### What the exercise asks:
Which lines below include "damselfly"? Copy them all.

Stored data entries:
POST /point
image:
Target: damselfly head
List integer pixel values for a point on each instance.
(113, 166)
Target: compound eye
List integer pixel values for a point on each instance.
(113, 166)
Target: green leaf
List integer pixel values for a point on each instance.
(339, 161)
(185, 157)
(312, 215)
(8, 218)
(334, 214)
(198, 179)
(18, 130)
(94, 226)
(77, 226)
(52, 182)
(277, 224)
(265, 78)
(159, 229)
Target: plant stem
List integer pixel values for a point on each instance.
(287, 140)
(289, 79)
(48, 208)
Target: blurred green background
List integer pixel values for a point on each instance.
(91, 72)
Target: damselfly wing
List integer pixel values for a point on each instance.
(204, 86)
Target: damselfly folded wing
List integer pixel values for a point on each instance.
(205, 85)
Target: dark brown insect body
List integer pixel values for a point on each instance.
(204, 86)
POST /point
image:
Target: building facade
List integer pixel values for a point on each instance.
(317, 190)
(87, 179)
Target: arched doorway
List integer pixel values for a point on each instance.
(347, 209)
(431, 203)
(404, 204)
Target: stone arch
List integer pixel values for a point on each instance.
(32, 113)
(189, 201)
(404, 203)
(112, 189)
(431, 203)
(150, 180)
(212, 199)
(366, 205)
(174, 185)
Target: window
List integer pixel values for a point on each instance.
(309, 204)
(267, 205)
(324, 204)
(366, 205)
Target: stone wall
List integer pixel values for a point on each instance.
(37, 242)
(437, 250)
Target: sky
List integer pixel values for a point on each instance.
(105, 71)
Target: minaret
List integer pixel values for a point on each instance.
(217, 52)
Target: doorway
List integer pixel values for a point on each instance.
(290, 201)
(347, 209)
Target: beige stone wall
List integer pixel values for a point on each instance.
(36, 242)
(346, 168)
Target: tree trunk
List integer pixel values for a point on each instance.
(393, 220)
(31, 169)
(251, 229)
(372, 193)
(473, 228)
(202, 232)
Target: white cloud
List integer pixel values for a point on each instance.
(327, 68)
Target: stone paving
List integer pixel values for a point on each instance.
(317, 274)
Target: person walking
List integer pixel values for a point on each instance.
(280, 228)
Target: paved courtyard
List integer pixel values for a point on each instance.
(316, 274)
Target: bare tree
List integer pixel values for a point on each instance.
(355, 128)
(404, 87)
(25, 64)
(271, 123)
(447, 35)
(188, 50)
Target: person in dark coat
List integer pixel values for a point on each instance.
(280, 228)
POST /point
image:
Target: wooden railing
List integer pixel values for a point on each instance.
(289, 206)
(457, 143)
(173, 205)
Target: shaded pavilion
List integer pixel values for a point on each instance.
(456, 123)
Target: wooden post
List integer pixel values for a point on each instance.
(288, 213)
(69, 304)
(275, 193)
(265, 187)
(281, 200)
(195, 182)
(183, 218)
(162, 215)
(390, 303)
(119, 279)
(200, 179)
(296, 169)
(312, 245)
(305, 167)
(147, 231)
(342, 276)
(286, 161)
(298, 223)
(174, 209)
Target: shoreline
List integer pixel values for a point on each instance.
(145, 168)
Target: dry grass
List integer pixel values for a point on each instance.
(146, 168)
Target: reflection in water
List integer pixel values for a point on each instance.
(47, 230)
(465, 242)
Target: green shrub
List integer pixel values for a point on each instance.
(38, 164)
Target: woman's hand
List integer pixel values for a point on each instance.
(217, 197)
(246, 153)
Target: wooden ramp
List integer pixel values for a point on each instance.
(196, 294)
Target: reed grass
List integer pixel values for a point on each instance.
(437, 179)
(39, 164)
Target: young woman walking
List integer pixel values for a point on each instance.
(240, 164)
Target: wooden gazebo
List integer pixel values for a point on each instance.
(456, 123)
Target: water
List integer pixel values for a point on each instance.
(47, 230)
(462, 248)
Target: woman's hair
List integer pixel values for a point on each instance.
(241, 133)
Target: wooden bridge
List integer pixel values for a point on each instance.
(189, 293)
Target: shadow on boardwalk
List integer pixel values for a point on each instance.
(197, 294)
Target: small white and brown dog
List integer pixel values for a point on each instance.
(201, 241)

### Written answer:
Target: damselfly head
Target: damselfly wing
Target: damselfly folded wing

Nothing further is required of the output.